▶ [FRAGMENTO]
"""
ANTONIO LUIS GALIANO PÉREZ, CRONISTA OFICIAL DE ORIHUELA
Al estar próxima la agonía del año que previamente nos ha
hecho vivir el Adviento con su calendario y regalos escondido detrás de sus
ventanas para los niños, llegamos a esos días entrañables de la Navidad,
actualmente con la presencia de un personaje venido desde las frías tierras del
Polo, sobre un trineo tirado por renos cargado de obsequios.
En la infancia de las personas de mi edad, no era así.
Esperábamos una vez iniciado el nuevo año la llegada de la Epifanía, y con ella
los Reyes Magos de Oriente. Siempre pensaba el porqué no arribaban con sus
dromedarios unos días antes, ya que una fecha después empezaba el colegio, y
apenas nos daba tiempo para jugar con los regalos que nos habían traído.
Efectivamente, los tiempos cambian, y en nuestra cultura se
han ido introduciendo cosas nuevas, con las que podremos estar o no de acuerdo.
Pero en mi caso no me parecen mal del todo estas modas, siempre y cuando no se
pierdan las costumbres anteriores heredadas de nuestros mayores. Tradiciones
que recordamos entrañablemente como parte de nuestra niñez vivida junto con
nuestros seres queridos, dentro del contexto de la Orihuela de hace más de
setenta años. En concreto: nostalgia, no como sentimiento de tristeza sino con
afecto a tiempos pasados en los que fuimos felices.
"""
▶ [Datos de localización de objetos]
"""
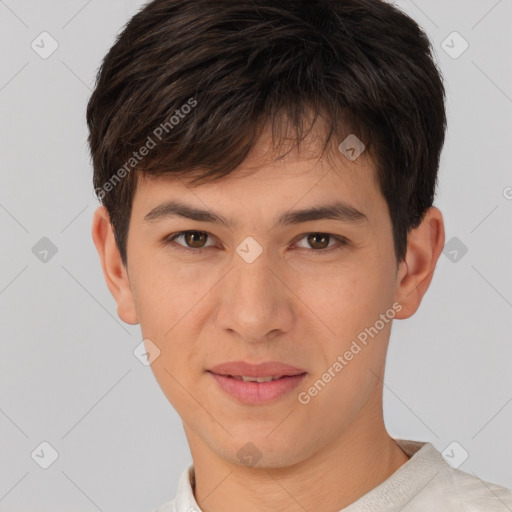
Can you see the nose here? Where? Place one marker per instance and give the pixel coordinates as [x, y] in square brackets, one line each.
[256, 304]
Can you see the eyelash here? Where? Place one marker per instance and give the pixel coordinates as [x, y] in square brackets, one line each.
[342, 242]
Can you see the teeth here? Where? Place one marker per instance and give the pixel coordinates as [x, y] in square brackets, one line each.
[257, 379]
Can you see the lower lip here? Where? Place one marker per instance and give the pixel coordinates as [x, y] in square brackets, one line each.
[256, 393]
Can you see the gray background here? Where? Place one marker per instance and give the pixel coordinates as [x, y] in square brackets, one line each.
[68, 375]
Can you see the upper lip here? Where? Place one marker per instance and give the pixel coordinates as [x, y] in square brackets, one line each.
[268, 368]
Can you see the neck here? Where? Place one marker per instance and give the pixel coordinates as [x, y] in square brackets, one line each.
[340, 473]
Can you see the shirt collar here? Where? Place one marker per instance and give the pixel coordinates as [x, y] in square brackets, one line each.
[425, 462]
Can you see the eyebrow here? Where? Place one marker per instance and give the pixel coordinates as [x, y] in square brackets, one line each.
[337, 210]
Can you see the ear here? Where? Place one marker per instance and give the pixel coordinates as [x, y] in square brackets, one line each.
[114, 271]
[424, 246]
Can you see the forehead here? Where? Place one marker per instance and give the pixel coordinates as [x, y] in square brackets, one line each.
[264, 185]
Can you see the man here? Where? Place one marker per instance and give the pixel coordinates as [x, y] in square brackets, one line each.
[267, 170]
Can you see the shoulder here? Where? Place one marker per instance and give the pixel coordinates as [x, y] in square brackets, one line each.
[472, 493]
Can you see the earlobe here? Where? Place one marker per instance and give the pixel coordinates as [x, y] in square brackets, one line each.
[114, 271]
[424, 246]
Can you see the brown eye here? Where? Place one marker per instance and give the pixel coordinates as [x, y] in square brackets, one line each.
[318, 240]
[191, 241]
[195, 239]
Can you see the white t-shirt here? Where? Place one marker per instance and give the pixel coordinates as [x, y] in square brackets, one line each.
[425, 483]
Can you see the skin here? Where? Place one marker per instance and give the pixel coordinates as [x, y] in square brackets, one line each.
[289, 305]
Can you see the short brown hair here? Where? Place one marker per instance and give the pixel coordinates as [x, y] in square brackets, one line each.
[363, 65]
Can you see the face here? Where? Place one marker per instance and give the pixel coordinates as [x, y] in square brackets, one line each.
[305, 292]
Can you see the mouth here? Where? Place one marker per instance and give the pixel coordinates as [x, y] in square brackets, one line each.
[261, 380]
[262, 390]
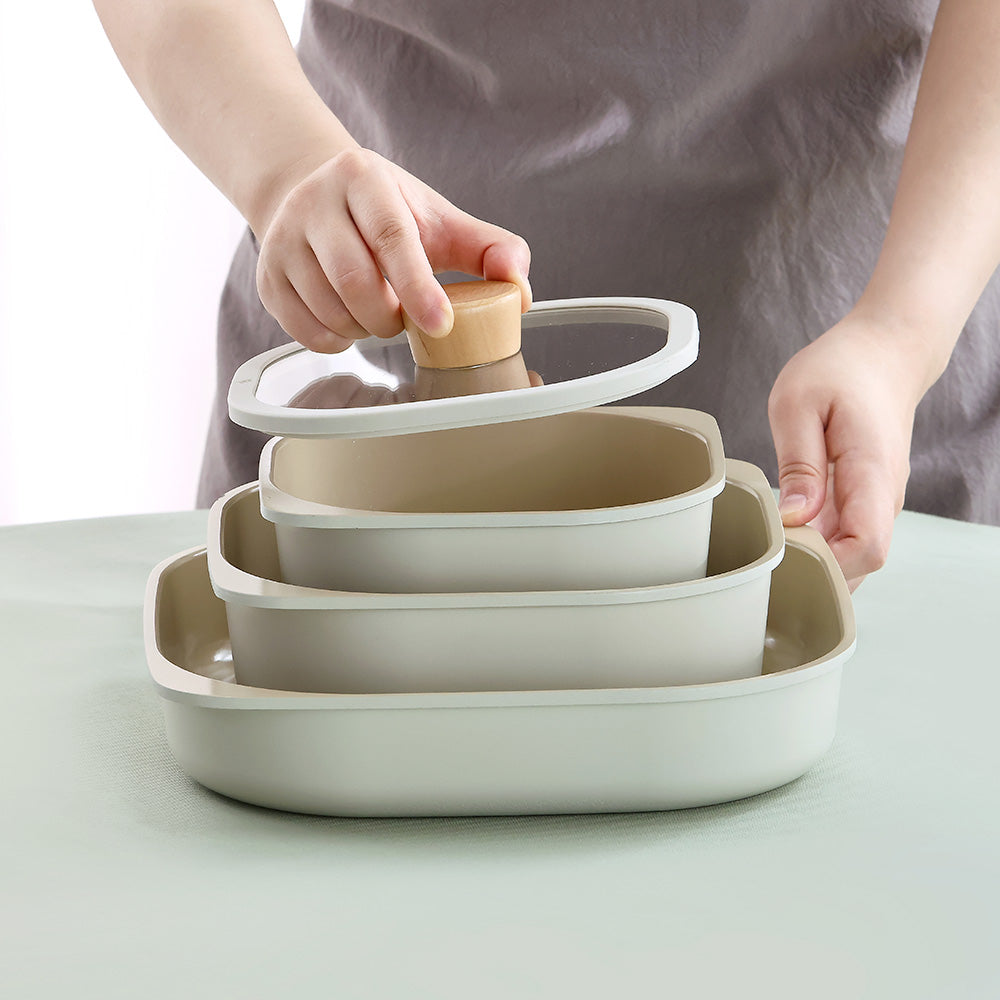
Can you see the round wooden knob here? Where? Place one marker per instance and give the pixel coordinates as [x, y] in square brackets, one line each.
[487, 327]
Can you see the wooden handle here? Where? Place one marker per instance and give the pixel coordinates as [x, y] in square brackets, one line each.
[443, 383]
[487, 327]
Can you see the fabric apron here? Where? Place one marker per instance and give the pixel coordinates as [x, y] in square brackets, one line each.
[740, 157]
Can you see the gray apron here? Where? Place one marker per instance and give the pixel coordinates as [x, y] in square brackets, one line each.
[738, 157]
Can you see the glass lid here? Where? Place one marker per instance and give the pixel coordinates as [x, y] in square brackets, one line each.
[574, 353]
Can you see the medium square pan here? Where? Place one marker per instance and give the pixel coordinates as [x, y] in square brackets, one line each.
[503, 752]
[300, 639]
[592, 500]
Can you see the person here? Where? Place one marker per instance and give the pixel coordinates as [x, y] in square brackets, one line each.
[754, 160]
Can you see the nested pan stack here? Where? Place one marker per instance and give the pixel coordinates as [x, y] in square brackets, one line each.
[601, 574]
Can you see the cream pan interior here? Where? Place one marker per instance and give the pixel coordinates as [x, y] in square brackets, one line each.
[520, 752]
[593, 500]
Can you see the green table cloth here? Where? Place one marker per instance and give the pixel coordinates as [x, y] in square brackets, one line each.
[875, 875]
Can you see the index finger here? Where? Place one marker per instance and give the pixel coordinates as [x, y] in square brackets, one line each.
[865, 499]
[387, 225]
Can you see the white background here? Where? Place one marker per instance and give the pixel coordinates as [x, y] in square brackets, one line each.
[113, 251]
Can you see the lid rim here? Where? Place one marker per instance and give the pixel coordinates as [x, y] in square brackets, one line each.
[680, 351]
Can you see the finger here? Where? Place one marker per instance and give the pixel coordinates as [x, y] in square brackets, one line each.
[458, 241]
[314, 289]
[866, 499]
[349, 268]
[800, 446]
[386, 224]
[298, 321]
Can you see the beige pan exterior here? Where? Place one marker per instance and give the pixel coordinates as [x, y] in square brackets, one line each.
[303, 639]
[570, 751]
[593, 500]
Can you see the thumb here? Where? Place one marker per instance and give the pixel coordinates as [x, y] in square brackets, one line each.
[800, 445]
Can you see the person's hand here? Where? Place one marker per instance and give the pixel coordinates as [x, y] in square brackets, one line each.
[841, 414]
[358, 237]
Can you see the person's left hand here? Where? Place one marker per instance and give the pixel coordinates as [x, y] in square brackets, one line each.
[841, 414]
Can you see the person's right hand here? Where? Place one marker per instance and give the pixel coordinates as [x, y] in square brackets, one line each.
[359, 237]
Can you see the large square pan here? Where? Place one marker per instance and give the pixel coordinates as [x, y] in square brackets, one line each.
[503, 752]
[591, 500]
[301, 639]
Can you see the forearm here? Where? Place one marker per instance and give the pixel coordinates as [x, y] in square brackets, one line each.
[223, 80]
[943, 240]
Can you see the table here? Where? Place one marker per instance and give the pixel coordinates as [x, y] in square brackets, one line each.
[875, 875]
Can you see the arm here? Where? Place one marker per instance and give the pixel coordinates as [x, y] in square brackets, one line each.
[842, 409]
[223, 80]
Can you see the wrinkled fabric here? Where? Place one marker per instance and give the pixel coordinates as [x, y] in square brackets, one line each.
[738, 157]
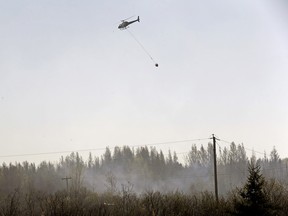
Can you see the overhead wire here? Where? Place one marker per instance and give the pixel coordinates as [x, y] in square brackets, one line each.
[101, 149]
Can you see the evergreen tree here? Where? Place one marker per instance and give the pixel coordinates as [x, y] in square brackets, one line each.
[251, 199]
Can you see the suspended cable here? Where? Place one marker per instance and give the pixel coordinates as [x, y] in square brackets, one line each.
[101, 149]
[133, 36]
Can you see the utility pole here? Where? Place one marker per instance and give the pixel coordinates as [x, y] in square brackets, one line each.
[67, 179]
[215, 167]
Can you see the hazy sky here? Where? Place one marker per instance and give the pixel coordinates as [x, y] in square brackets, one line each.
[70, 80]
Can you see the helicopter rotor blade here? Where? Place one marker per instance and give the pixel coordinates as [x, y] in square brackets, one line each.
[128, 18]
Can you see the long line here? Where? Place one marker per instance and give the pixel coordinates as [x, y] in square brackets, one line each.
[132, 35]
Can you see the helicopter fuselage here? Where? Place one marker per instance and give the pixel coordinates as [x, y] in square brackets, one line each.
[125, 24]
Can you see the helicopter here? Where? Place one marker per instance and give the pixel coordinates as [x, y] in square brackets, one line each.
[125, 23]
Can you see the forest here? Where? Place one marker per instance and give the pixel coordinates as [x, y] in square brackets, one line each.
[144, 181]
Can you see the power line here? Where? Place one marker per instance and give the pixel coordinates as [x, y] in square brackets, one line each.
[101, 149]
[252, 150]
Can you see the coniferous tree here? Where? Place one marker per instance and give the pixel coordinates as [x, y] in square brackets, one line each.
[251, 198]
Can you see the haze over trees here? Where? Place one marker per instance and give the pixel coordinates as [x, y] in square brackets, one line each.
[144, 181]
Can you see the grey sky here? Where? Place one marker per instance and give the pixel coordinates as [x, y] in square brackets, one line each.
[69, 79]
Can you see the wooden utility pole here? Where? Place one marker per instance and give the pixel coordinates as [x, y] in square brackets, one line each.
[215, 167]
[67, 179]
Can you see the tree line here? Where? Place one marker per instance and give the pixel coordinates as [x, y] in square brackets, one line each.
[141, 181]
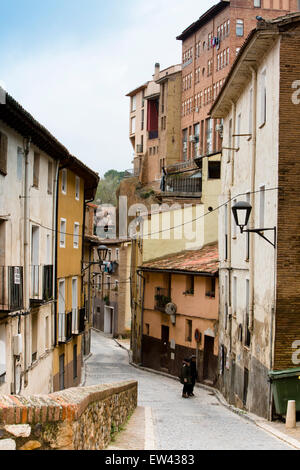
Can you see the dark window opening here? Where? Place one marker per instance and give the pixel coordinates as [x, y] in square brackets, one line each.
"""
▶ [ACTIVIDADES]
A) ¿De hace cuántos años es la Orihuela que se evoca en el fragmento sobre la Navidad?
B) Escribe una continuación del fragmento sobre la Navidad en Orihuela a partir de su última oración.

▶ [SOLUCIONES]
A) De hace más de setenta años.

B)
Y esa añoranza nos lleva a muchos recuerdos. Ahora no es
como antes; en la despensa hay de todo, incluso productos que en nuestra tierra
no son de temporada y que nos llegan desde otros países. Entonces, servir en la
mesa un pollo cocinado era un lujo para días señalados, en los que se reunía la
familia. Se le criaba con mimo, al igual que al pavo que era sacrificado como
un protagonista más de la Navidad. Y solía producirse un drama cuando a dicha
ave le llegaba la última hora. A veces se resistía, como en una ocasión en que
tras cortarle el cuello, el pavo salió corriendo por el pasillo de mi casa.
Ocurría algo parecido cuando los Reyes te ponían un cabritillo vivo, y al
llegar el momento en que era imposible mantenerlo en el domicilio llegaba una
persona que se lo llevaba y todo eran lágrimas y lamentos.
Pero, como otras veces he rememorado, para los niños de
aquella época las fiestas navideñas comenzaban después del sorteo del Gordo.
Recuerdo como nos llegaba desde las casas el canto de los niños de San
Ildefonso a través de aquellos aparatos de radio con muchas lámparas. En esos
momentos el ambiente de Orihuela se llenaba con la aroma de los dulces
navideños, que salía de los hornos de Pepa, Ismael o del Obispo, después de
haber sido elaborados por nuestras madres y abuelas. Mis padres, la noche
anterior habían terminado de montar el belén, con una montaña fabricada con
papel, engrudo y pintura y un río realizado con papel de plata cubierto con un
cristal. Allí había de todo: figuras de pastores, ovejas, dromedarios, pollos,
patos y palomas, los Reyes a caballos y sus pajes con los dromedarios que aún
conservo, la posada, la anunciación a los pastores y el Niño Jesús en una cuna
de mimbre. Entre todas las figuras me gustaba la de un pastor, intentado
levantar a un borrico que se había caído con sus alforjas cargadas de manzanas,
al cual llamaba Jusepe por su analogía con el personaje de «Los pastores de
Belén», que en los días de Navidad se representaban en los teatros del Oratorio
Festivo y del Círculo Católico.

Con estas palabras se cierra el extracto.